▶ [TASKS FOR THIS EXERCISE]
[a] Copy the startup equity text between "Most Australian startups" and "Clarity (Not Assumptions)", inclusive, swapping "snapshot" for "picture".
[b] Answer these questions from the startup equity text:
(i) What is "Pty Ltd" used to describe?
(ii) What three kinds of rights may a shareholder have?
(iii) What is the full term for a "cap table"?
[c] Translate this sentence from the startup equity text into Spanish: "Control often depends on how your company is set up (including different share classes) and what’s in your key documents."

▶ [READING TEXT]
((
When you’re building a startup, “equity” can feel like a simple idea: you give someone a share in the company, and they own a slice of the business.
In practice, equity is one of the fastest ways for founders to accidentally create big problems - from co-founder disputes and messy cap tables, to investor red flags and painful exits that nobody planned for.
The good news is that with a little structure up front, you can use equity the way it’s meant to be used: to align incentives, reward genuine contribution, and set your startup up for growth (without losing control or creating avoidable legal and tax headaches).
Below, we’ll walk you through what an equity share really means in an Australian startup, how ownership is commonly structured, how vesting works, and how to approach allocating equity to co-founders, team members, advisers and investors.
What Is An Equity Share In An Australian Startup?
An equity share is a unit of ownership in your company. If your startup is incorporated as an Australian company (a “Pty Ltd”), equity is typically issued as shares to shareholders (founders, investors, and sometimes employees).
In plain terms, holding shares usually means the holder may have:
- Economic rights (for example, a right to dividends if declared, and a right to a portion of sale proceeds if the company is sold);
- Control rights (for example, voting rights, depending on the class of shares); and
- Information rights (sometimes set out in a shareholders agreement or investment terms).
It’s important to separate two things that often get mixed together:
- Shares: actual legal ownership in the company; and
- Equity incentives: arrangements that might become shares later (like options), often used for employees.
Why does this matter? Because issuing shares too early (or without the right rules around them) can make it harder to raise capital, manage decision-making, or deal with someone leaving.
Do Equity Shares Automatically Mean Someone Controls Your Startup?
Not always. “Ownership” and “control” are related, but they’re not the same thing.
Control often depends on how your company is set up (including different share classes) and what’s in your key documents. For example, you can have a shareholder who holds equity but has limited voting power, or whose ability to sell their shares is restricted.
How Should Startups Structure Ownership And Equity Shares From Day One?
Most Australian startups that plan to scale (and potentially raise capital) use a company structure, because it’s designed for bringing in shareholders and issuing shares over time.
Before you issue any shares, it helps to map out your “cap table” (capitalisation table). This is essentially a snapshot of who owns what today, and what ownership could look like after future rounds, option grants, or convertible instruments convert.
Founder Equity Shares: Start With Clarity (Not Assumptions)
Co-founder breakdowns are common, and equity confusion is often a major cause. Even if you trust each other (and you should), you’ll want clarity on questions like:
- How many shares does each founder get, and why?
- Who makes day-to-day decisions, and what decisions require approval?
))
▶ [LISTED RECORDS]
((
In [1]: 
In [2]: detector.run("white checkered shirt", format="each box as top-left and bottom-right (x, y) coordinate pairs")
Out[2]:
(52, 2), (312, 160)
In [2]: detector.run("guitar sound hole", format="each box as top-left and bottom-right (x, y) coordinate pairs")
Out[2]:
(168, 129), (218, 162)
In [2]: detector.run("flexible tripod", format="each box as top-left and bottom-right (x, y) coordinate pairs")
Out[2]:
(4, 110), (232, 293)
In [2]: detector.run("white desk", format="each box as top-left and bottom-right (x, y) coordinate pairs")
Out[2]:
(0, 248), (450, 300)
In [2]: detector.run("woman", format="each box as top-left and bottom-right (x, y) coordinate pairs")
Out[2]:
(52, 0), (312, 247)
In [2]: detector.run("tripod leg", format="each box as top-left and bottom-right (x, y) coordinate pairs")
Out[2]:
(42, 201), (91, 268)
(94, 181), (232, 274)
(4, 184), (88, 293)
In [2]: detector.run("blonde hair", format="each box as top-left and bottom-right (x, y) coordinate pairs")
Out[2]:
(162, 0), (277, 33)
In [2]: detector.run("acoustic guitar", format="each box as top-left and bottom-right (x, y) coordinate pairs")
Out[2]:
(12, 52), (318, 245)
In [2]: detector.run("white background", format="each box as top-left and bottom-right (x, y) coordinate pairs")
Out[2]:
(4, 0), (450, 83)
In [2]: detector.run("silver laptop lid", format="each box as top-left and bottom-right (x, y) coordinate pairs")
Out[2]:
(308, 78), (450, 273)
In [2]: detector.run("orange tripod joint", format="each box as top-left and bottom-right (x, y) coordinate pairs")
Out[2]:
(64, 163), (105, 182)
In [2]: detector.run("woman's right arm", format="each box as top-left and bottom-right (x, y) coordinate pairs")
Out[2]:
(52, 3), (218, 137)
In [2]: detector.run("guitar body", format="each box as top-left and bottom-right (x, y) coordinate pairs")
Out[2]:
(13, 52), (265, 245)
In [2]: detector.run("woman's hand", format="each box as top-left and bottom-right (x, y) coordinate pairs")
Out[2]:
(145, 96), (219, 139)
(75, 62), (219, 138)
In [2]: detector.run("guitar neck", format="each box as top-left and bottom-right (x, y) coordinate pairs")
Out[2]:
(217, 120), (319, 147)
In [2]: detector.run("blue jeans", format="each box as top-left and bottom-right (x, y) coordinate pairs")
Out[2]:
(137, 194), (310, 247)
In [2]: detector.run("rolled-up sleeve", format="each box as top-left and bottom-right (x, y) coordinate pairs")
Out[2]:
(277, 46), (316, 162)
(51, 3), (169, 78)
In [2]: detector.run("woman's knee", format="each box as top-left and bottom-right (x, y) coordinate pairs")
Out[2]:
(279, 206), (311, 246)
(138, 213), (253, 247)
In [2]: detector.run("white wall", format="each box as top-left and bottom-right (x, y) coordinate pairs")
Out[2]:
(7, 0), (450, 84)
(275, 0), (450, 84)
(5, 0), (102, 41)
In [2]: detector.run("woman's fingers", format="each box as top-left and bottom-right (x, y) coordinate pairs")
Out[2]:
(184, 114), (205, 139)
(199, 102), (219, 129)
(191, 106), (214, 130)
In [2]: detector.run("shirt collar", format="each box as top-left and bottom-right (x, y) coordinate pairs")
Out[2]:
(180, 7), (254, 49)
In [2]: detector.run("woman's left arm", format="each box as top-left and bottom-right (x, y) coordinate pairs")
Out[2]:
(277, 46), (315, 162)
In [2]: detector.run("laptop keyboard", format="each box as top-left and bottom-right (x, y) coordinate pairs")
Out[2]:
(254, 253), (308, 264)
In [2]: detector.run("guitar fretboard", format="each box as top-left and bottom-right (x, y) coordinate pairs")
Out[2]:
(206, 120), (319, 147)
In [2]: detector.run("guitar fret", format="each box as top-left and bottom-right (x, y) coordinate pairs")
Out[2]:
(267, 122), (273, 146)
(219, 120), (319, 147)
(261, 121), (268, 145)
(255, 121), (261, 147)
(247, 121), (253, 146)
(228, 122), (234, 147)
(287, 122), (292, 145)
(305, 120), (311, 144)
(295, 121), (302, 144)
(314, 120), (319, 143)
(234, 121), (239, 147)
))
((
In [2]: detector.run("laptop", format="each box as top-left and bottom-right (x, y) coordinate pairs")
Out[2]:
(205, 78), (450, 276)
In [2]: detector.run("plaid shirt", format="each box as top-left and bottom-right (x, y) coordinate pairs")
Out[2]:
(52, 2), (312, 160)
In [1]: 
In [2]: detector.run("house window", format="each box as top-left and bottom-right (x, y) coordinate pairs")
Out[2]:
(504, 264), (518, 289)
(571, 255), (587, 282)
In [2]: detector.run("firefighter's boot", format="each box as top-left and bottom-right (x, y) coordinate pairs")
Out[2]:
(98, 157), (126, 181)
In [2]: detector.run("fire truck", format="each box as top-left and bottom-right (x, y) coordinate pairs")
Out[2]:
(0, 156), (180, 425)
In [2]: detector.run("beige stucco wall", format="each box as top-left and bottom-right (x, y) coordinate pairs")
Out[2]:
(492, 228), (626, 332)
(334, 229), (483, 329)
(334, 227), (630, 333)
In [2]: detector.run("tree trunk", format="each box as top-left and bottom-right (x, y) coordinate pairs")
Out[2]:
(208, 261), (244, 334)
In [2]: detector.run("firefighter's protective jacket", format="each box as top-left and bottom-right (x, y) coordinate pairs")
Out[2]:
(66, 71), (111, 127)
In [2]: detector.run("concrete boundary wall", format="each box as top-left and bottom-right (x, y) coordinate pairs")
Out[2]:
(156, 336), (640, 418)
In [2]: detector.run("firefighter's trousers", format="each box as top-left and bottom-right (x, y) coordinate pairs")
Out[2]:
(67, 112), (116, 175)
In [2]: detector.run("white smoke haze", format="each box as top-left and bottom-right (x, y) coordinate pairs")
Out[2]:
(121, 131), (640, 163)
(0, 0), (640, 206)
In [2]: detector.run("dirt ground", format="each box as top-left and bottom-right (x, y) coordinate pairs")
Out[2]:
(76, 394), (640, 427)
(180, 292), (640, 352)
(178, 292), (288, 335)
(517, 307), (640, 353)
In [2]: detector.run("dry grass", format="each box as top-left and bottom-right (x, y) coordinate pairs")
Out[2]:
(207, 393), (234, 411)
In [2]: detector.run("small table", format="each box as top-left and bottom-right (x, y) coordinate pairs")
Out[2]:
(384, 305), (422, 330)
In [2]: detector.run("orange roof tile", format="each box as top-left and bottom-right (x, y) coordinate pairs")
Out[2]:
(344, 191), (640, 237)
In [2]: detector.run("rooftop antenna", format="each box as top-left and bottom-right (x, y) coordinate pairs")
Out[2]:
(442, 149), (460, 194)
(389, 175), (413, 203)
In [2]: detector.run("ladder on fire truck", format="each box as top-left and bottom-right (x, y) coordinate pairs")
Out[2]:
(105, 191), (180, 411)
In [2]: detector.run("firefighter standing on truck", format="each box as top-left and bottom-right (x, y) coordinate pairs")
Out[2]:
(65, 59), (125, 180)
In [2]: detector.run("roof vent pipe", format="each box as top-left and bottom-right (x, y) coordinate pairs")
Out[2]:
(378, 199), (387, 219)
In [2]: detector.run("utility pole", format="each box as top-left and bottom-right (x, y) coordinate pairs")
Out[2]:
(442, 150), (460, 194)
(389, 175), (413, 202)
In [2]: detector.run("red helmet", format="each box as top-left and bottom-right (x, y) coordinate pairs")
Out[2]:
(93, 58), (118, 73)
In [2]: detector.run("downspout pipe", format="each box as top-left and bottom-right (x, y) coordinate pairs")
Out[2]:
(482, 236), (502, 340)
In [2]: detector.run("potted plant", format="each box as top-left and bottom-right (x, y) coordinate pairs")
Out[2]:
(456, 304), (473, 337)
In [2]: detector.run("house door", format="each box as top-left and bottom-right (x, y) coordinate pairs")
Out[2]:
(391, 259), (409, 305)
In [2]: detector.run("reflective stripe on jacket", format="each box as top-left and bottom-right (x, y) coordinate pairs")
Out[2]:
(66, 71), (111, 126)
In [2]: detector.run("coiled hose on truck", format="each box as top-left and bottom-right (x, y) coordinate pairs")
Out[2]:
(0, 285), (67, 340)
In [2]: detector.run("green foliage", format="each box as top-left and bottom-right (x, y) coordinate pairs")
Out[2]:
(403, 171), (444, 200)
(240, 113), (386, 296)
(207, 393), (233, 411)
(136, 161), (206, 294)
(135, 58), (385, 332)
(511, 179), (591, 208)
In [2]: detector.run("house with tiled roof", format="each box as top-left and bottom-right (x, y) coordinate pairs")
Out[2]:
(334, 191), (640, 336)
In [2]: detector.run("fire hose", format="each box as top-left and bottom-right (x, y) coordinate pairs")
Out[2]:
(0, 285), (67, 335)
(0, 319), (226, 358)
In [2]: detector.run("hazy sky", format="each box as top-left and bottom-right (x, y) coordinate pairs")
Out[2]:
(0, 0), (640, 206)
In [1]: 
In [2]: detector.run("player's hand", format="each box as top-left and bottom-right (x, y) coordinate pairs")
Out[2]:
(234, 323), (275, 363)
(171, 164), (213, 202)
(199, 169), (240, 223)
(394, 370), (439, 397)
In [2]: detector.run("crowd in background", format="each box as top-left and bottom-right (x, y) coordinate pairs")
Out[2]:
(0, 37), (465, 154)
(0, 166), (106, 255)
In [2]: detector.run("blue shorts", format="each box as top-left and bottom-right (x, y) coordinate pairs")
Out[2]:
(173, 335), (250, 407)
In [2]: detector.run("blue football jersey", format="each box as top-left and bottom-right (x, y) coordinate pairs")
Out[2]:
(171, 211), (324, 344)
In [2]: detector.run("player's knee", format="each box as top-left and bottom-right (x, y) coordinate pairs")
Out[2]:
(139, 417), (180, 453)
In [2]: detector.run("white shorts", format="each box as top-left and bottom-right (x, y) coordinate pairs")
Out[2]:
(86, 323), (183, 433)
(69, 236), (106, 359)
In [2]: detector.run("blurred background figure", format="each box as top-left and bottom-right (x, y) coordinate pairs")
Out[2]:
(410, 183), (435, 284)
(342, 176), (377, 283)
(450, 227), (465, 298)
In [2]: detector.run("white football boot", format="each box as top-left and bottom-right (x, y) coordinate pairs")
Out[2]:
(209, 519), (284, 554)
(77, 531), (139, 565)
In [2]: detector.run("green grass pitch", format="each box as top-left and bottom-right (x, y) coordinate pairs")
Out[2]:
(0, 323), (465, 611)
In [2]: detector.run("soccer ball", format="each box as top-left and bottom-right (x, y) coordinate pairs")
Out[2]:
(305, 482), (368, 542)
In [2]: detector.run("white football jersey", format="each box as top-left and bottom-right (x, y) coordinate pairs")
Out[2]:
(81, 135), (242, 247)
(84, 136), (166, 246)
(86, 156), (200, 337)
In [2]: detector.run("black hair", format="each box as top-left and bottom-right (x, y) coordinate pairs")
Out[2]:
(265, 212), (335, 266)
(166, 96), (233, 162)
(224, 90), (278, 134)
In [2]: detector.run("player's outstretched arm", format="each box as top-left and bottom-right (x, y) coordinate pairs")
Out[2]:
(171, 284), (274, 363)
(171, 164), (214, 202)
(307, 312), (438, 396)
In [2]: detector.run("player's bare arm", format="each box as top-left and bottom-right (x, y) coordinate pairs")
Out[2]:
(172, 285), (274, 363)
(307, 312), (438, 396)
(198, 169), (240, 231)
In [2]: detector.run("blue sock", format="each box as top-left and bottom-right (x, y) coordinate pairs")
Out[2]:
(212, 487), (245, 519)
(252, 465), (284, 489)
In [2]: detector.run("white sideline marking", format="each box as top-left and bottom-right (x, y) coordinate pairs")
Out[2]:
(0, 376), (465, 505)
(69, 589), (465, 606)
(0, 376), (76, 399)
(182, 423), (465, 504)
))
((
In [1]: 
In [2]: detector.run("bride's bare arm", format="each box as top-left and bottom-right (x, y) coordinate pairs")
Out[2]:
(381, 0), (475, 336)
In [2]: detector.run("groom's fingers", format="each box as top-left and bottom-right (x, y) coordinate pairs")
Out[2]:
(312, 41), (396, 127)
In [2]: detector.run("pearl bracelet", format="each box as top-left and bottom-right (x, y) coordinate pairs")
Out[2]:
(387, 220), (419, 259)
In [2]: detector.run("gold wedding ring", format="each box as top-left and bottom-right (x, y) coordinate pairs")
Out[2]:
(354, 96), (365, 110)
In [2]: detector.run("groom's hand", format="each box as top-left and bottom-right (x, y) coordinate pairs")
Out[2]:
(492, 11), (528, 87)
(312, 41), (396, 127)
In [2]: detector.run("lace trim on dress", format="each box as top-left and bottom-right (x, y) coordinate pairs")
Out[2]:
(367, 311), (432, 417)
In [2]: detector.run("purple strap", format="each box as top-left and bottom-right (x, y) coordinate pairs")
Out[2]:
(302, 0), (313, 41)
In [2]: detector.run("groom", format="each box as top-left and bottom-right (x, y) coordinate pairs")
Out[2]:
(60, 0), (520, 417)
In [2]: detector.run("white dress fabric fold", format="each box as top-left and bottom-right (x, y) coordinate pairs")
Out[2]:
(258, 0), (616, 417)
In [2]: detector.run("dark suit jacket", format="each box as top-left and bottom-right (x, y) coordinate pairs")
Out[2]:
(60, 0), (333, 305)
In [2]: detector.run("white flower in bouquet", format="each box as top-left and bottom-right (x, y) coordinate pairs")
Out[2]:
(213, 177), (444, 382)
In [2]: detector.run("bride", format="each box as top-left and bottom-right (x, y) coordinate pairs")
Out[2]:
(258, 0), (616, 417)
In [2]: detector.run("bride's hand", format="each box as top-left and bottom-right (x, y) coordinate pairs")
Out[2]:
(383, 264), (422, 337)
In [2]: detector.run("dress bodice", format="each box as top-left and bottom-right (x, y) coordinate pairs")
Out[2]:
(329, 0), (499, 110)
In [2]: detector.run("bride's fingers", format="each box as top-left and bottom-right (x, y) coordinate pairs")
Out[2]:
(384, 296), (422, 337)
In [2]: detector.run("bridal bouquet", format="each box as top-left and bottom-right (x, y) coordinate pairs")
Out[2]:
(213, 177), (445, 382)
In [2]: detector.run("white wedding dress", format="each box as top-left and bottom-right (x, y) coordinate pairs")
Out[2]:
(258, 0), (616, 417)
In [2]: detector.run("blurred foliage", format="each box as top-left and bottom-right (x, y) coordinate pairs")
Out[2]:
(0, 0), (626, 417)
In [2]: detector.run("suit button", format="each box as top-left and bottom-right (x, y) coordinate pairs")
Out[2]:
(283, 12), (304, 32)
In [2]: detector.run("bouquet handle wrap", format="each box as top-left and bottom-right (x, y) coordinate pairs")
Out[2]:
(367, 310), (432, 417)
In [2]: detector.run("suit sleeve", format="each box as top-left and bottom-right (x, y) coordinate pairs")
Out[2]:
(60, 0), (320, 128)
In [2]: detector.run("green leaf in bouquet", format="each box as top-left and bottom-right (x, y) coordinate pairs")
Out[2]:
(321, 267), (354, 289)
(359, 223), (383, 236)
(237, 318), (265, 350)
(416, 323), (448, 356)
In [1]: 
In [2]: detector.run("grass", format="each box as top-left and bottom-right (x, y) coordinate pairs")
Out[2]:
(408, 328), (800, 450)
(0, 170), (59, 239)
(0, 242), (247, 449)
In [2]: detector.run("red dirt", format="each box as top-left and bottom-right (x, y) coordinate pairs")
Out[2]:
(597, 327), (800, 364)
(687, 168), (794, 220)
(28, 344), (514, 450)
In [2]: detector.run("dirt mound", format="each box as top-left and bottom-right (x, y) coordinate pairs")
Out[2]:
))
▶ [PROBLEM SOLUTIONS]
[a]
Most Australian startups that plan to scale (and potentially raise capital) use a company structure, because it’s designed for bringing in shareholders and issuing shares over time.
Before you issue any shares, it helps to map out your “cap table” (capitalisation table). This is essentially a picture of who owns what today, and what ownership could look like after future rounds, option grants, or convertible instruments convert.
Founder Equity Shares: Start With Clarity (Not Assumptions)

[b]
(i) An Australian company.
(ii) Economic rights, control rights and information rights.
(iii) Capitalisation table.

[c] El control suele depender de cómo está constituida tu empresa (incluidas las distintas clases de acciones) y de lo que figura en tus documentos clave.